- **Description of the task**: Which lines in the entries below contain the word "tall"? Select each of those lines and copy it in full, treating uppercase and lowercase as different.

:: The input ::

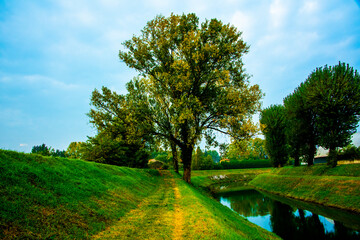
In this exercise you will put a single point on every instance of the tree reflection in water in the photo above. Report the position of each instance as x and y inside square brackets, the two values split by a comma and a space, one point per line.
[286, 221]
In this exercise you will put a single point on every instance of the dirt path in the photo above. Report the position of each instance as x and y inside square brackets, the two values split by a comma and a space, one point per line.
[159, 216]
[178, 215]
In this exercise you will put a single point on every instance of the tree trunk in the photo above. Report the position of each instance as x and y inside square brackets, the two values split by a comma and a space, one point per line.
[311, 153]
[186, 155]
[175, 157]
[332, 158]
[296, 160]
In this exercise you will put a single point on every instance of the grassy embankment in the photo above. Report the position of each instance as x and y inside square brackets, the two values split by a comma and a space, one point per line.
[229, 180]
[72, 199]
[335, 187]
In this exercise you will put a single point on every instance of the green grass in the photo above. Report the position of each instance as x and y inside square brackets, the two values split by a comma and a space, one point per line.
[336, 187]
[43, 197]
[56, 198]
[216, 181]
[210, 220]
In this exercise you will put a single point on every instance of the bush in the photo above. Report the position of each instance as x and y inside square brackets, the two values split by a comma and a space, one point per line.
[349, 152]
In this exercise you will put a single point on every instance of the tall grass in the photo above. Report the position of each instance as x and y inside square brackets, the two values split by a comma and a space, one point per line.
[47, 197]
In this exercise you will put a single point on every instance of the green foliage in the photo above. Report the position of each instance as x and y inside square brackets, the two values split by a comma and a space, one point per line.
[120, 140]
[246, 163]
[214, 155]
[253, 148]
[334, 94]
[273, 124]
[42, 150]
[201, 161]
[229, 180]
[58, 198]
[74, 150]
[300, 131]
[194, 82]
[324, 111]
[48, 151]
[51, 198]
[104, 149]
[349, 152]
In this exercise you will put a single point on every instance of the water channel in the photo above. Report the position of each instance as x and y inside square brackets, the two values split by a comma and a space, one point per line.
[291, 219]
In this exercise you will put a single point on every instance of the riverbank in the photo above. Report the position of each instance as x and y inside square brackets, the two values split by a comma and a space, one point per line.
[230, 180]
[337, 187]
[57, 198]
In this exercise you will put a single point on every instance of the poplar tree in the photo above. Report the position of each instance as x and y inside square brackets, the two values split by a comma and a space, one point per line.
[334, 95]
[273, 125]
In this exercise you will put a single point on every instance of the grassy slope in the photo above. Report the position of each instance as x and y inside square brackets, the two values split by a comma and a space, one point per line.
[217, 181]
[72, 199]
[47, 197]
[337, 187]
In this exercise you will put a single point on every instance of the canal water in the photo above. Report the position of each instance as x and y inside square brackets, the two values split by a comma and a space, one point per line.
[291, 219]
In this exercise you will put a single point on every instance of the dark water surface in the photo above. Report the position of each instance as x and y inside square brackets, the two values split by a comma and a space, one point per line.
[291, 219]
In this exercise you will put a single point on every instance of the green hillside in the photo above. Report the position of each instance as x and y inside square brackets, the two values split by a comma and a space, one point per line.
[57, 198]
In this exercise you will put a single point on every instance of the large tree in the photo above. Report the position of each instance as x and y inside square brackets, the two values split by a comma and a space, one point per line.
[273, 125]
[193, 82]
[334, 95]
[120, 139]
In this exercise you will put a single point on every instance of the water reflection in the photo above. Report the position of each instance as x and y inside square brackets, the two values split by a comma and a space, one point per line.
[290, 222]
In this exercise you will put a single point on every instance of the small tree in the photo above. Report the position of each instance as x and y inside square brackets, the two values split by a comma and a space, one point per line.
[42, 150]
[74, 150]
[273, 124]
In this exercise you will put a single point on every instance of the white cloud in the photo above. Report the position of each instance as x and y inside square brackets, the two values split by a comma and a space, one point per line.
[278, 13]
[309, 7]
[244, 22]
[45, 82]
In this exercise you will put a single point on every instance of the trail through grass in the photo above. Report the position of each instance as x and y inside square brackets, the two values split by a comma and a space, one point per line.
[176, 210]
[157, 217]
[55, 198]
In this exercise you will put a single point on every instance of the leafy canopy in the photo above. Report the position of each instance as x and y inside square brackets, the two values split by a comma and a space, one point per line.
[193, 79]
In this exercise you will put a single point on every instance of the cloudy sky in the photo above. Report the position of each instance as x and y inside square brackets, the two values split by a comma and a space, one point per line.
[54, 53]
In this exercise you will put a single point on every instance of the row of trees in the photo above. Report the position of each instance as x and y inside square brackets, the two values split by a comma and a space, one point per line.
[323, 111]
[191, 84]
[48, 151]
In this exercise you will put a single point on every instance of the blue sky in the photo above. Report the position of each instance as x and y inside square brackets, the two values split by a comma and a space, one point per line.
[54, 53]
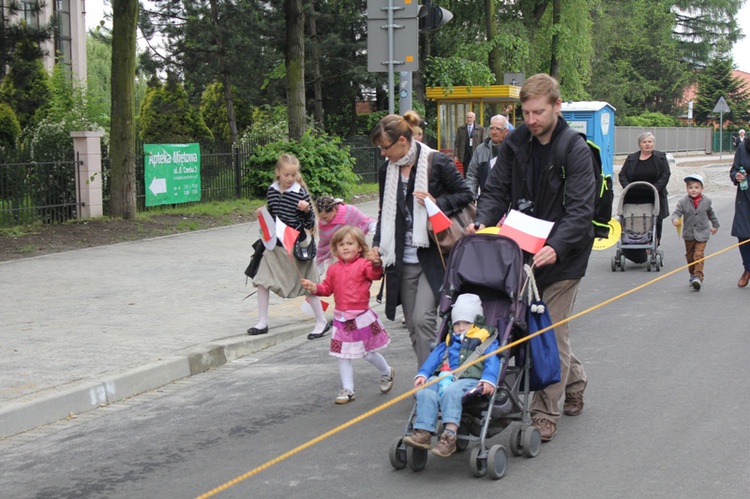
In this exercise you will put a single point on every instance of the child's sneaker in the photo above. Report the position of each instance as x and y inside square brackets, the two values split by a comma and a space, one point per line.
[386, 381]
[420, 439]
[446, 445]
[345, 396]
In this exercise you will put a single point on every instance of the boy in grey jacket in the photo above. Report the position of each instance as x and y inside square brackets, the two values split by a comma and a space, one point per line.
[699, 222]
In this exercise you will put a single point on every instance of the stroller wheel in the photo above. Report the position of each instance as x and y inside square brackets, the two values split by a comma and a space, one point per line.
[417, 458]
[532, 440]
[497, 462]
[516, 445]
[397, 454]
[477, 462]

:::
:: The input ::

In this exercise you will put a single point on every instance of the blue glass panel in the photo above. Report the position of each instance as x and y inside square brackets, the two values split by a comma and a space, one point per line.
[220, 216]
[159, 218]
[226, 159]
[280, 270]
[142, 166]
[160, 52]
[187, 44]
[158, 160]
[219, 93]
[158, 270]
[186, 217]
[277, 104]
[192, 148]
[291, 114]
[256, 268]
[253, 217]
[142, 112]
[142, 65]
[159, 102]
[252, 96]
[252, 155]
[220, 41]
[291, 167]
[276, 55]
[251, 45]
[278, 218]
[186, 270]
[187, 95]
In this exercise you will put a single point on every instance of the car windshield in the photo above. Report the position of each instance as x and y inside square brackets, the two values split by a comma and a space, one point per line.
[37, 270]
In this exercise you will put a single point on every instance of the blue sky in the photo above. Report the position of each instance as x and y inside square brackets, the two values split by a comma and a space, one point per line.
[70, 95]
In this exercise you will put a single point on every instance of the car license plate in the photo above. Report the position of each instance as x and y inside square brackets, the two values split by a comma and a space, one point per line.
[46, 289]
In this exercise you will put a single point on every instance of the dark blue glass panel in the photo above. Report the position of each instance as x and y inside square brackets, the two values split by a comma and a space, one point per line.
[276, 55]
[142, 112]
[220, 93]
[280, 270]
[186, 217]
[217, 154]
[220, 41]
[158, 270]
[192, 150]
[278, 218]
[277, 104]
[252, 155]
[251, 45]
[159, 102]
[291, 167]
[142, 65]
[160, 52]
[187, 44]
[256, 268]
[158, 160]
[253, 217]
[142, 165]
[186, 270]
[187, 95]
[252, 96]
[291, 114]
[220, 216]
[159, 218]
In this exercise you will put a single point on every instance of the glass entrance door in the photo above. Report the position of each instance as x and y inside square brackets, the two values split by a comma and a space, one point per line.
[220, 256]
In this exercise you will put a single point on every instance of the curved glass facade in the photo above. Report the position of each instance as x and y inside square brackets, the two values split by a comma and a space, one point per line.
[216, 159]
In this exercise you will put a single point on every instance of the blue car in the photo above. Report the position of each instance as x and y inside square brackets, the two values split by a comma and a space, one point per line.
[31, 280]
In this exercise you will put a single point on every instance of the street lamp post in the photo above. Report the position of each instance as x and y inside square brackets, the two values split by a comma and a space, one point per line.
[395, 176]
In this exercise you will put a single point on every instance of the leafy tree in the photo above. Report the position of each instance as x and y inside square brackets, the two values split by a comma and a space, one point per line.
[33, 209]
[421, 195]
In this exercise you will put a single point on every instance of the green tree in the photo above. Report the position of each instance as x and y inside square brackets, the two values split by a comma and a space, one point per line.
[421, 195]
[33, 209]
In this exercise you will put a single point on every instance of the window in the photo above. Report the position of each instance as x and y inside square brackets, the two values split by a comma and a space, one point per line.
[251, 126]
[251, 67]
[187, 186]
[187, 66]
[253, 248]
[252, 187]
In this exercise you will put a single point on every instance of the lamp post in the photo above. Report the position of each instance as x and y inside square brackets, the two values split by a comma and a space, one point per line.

:::
:: The input ::

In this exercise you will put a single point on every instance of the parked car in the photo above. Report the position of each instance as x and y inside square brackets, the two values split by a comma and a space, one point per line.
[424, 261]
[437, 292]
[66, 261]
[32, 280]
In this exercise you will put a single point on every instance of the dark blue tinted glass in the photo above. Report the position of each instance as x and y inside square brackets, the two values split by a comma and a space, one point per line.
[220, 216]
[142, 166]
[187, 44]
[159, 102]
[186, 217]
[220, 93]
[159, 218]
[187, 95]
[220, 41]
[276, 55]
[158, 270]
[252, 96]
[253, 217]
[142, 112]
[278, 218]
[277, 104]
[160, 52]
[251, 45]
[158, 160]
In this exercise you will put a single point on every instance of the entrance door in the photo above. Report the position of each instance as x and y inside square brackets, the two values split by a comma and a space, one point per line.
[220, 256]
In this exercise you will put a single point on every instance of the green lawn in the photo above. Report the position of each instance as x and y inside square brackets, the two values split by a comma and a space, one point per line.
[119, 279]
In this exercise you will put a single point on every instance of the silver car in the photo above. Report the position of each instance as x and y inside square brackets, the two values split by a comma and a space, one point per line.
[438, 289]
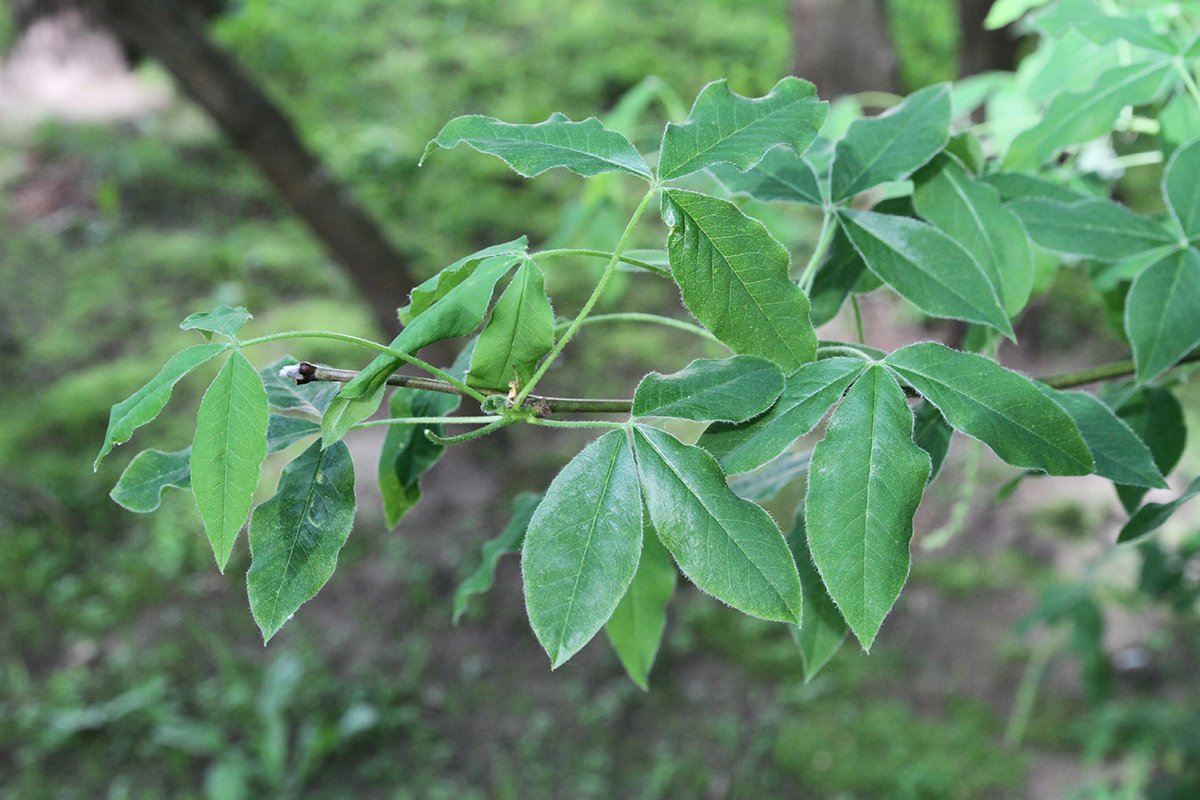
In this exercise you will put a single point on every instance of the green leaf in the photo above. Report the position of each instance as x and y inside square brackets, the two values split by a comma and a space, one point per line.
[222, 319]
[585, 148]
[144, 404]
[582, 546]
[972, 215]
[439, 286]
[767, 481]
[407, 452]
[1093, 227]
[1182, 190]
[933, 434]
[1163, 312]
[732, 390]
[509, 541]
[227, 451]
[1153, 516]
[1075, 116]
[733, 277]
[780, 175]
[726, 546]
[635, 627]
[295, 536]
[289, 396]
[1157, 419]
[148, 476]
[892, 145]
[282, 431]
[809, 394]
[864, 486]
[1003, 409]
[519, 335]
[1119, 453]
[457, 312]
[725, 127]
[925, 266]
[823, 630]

:::

- **Response**:
In this exercise you will put a single point on every instance of the tall grass in the photo above. Report the position of each instance as x and y inside square brackets, the two values split by a comma and a space, one point per line.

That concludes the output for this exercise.